**GIVEN TEXT**
WACO, Ga. – Courtney Waldon wears her new ink proudly scrolled across her arm: “I survived because the fire inside of me burned brighter than the fire around me.”
On a cool Friday evening, last September, the newlywed was enjoying a night outside with her husband of two months—celebrating their anniversary at their Tallapoosa, Ga., home.
Her 4-year-old daughter, Caroline, was asleep inside.
Her husband was behind her, grilling tuna steak and asparagus, while she sat with the crackling campfire in front of her. She mentioned to him that she was chilly.
The 27-year-old bride was scrolling through her Facebook feed on her phone, and looked up just in time to see her husband throw gasoline on the campfire.
The campfire erupted, flooding her face and blonde, shoulder-length hair with an intense heat, and immediately and simultaneously submerged her entire body.
From her head to her feet, flames ravaged her—her flip flops melting on her skin.
She dropped to the ground, remembering what she had learned in school as a child. But “Stop, drop and roll” wouldn’t save her from the relentless blaze. The gas-infused fire only continued to grow.
Her husband dropped to the ground and started smothering his fully engulfed wife, hoping to extinguish the fire.
“I remember telling him to hurry up and call 911, please hurry!” Waldon said. “I remember going into the ambulance just praying to God: ‘Please let me live; please let me live; please forgive me; please forgive me. I'm so sorry.’”
She was then air-lifted to WellStar in Cobb County.
It was Sept. 30, 2016.
When she arrived at the hospital, she said, her entire face was swollen beyond recognition.
She woke from her medically induced coma 36 days later in the ICU burn unit, with fourth-degree burns on her neck, third-degree on her hands, legs and feet.
“I did know the fire had hit me all over my body, but I did not know what to expect,” she said.
The first time she saw herself at the hospital, she recalled, she almost passed out and had to go lay down.

**INSTRUCTIONS FOR THE TASK**
How many days passed before Courtney Waldon woke from her medically induced coma, according to the article about her burns?

**DATA EXCERPTS**
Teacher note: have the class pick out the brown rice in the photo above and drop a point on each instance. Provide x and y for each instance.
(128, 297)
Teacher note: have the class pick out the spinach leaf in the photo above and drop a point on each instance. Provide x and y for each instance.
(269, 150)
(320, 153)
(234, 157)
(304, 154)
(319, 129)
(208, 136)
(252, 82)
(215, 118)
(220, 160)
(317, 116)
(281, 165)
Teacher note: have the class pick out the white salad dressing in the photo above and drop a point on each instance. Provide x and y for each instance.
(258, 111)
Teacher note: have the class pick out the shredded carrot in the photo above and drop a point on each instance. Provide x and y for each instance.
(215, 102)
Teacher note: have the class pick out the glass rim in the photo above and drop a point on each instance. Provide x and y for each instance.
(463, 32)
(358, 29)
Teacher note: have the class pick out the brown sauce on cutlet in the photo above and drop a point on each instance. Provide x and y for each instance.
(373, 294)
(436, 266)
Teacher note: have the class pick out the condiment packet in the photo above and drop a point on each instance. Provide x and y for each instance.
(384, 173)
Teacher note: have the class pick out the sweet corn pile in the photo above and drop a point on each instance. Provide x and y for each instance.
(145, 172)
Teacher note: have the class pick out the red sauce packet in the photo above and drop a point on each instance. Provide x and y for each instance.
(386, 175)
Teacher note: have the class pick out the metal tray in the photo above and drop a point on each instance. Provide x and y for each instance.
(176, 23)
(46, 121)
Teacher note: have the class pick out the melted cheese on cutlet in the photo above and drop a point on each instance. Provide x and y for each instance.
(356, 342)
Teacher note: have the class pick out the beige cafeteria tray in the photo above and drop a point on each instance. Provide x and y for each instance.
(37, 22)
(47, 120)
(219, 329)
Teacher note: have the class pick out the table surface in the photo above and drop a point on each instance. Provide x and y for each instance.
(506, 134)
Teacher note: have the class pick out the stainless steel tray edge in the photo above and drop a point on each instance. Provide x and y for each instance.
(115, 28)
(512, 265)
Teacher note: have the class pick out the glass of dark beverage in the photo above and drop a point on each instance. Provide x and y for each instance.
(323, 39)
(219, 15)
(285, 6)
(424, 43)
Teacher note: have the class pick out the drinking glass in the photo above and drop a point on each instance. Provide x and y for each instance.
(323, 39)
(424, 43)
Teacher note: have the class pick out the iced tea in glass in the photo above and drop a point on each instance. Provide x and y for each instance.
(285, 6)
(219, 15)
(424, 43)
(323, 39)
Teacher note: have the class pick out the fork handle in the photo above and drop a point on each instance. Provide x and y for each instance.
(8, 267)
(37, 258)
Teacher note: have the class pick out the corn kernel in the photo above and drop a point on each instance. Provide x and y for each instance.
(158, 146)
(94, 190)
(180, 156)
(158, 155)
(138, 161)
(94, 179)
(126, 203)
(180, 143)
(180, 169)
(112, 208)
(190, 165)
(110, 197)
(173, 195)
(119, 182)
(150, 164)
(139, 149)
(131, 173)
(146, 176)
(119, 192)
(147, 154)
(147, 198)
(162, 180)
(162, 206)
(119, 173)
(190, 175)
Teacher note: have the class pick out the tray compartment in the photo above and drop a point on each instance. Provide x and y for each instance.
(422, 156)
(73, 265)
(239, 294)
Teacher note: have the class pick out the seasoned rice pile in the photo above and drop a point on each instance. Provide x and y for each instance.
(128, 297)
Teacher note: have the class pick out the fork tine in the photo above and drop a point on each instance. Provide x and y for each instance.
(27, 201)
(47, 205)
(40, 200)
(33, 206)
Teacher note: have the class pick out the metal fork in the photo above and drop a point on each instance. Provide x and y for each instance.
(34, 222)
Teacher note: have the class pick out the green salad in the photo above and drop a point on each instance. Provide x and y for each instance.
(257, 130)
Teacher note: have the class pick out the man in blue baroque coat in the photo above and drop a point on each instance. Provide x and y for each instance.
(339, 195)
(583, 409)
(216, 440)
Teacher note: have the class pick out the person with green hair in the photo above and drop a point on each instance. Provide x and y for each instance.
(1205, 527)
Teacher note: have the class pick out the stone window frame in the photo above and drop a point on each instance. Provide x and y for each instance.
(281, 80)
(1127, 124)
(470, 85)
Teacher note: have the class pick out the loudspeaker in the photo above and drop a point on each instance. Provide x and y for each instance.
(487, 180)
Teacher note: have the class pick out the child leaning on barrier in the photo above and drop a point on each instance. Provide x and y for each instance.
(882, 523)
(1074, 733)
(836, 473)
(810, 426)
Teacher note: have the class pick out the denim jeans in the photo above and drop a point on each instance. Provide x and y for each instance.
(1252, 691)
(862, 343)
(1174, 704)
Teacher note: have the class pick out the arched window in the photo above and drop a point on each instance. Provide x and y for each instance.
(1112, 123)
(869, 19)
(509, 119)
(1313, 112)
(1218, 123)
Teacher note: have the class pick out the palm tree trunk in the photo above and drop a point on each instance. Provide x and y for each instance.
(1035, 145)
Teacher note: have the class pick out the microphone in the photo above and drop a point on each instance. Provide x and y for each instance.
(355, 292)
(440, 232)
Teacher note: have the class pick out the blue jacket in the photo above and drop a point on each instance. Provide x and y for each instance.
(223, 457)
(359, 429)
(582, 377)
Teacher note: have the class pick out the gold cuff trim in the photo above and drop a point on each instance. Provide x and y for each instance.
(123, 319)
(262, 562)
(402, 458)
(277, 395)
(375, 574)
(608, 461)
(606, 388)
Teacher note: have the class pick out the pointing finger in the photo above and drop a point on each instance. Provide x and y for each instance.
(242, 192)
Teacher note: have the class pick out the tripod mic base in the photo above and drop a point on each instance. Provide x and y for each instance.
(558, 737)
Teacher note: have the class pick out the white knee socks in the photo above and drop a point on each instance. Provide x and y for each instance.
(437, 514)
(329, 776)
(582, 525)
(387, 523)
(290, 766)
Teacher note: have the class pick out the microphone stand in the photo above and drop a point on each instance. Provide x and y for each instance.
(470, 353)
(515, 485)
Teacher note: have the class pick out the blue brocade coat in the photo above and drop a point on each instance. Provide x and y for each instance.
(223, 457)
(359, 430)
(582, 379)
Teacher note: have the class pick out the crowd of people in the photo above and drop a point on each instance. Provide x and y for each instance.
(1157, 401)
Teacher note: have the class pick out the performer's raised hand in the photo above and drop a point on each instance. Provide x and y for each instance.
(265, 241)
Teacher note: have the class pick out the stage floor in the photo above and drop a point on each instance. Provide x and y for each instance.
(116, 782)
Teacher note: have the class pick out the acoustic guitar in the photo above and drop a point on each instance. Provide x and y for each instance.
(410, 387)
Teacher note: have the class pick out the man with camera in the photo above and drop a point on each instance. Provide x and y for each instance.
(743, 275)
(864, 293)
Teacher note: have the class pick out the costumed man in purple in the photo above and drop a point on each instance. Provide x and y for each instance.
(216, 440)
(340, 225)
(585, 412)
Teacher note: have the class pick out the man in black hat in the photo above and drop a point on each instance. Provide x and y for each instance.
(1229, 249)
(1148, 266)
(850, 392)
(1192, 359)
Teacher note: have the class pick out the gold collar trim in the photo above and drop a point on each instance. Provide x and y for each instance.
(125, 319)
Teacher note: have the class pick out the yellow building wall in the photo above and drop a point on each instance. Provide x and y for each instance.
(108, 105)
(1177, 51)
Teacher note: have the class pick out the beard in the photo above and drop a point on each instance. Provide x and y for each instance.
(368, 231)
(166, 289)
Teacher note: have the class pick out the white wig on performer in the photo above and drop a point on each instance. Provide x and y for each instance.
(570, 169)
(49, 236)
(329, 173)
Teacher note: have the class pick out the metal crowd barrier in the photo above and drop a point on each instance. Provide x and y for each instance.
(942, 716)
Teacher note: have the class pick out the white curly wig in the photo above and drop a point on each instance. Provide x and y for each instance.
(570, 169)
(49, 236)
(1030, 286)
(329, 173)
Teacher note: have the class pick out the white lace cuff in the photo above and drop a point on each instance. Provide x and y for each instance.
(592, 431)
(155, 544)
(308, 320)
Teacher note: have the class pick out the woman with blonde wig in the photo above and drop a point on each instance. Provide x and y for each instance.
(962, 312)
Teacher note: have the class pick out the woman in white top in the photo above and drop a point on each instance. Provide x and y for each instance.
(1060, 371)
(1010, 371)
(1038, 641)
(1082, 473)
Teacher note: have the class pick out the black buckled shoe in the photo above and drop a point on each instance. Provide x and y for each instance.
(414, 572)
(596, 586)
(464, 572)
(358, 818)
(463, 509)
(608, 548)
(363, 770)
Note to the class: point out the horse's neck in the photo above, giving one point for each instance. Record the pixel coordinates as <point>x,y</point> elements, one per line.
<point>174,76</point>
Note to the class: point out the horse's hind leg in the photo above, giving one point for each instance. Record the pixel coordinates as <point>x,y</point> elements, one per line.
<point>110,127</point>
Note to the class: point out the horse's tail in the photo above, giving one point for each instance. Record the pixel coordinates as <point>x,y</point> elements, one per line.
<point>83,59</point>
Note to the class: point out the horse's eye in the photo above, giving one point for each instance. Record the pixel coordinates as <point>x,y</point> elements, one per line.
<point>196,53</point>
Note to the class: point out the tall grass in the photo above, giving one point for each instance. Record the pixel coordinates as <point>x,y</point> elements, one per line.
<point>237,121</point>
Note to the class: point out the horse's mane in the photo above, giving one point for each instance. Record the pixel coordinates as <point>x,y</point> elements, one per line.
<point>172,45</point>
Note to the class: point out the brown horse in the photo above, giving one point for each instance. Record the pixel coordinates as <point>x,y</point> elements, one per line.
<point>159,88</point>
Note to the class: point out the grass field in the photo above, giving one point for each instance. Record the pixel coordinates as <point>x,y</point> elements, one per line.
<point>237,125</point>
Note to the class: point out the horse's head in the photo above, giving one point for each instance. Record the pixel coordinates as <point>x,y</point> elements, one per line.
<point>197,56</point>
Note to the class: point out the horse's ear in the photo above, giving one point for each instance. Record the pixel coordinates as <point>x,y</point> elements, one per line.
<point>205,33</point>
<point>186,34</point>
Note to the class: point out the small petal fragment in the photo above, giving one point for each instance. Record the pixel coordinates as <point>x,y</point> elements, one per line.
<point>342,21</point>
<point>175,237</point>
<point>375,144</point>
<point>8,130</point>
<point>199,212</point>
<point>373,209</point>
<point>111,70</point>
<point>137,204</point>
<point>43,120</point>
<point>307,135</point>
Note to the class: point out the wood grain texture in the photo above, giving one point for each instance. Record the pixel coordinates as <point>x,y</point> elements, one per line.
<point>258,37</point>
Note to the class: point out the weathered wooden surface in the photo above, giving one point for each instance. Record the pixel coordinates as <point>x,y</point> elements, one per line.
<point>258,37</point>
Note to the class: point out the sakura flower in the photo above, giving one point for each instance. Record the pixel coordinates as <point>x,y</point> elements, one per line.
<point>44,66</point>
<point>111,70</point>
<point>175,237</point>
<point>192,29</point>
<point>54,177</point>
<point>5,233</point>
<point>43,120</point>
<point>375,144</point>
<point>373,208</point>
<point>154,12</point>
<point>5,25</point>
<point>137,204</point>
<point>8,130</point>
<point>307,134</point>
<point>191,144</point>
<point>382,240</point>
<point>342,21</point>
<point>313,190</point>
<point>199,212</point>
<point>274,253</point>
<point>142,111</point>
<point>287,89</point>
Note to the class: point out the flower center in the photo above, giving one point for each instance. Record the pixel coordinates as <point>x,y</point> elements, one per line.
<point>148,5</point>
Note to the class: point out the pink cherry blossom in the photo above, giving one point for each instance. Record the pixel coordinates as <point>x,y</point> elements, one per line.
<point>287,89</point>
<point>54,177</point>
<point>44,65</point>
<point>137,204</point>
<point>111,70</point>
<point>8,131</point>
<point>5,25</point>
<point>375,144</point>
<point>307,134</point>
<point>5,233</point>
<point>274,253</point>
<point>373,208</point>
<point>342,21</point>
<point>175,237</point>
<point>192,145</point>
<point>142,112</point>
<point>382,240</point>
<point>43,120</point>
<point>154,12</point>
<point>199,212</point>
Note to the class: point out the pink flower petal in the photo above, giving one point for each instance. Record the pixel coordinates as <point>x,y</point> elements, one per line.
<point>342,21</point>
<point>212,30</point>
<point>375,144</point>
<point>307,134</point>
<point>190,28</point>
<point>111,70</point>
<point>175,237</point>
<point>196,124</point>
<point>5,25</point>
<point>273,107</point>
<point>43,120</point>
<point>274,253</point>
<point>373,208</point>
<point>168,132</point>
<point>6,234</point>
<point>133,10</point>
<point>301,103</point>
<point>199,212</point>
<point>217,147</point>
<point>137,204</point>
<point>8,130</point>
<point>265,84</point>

**TASK ANSWER**
36 days.